═════ Given data ═════

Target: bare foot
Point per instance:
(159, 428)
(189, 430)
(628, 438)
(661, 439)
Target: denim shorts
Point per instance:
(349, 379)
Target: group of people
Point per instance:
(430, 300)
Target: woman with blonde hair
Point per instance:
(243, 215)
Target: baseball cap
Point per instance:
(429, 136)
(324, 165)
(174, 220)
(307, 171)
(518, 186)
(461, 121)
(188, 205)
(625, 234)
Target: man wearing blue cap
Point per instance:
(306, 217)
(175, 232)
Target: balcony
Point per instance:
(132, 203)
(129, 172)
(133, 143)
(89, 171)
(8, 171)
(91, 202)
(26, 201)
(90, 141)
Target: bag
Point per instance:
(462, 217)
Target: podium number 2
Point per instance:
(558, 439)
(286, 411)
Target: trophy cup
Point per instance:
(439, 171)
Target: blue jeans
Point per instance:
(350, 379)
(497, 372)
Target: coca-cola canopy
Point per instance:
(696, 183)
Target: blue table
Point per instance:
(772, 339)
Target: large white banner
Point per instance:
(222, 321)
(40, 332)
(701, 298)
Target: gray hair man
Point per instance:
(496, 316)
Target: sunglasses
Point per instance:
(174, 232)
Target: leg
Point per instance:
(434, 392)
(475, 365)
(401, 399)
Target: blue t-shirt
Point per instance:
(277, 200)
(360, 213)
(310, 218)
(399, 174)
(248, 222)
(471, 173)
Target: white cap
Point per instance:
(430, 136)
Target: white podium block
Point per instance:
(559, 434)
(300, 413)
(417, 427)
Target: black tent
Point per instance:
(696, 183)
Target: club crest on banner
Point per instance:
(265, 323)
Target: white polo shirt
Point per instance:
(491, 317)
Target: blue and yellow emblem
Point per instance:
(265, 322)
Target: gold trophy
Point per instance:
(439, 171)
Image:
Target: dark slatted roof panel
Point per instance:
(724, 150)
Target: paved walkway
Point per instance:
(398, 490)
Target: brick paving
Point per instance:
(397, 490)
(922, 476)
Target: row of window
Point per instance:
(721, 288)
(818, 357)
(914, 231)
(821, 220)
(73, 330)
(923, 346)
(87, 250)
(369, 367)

═════

All that is wanted is an exact copy of the lines above from the one with "Target: denim shorts" through the one with "Target: baseball cap", with both ends included.

Task output |
Target: denim shorts
Point per instance:
(349, 379)
Target: group of people
Point per instance:
(430, 300)
Target: woman with blonde hair
Point per instance:
(243, 215)
Target: baseball cap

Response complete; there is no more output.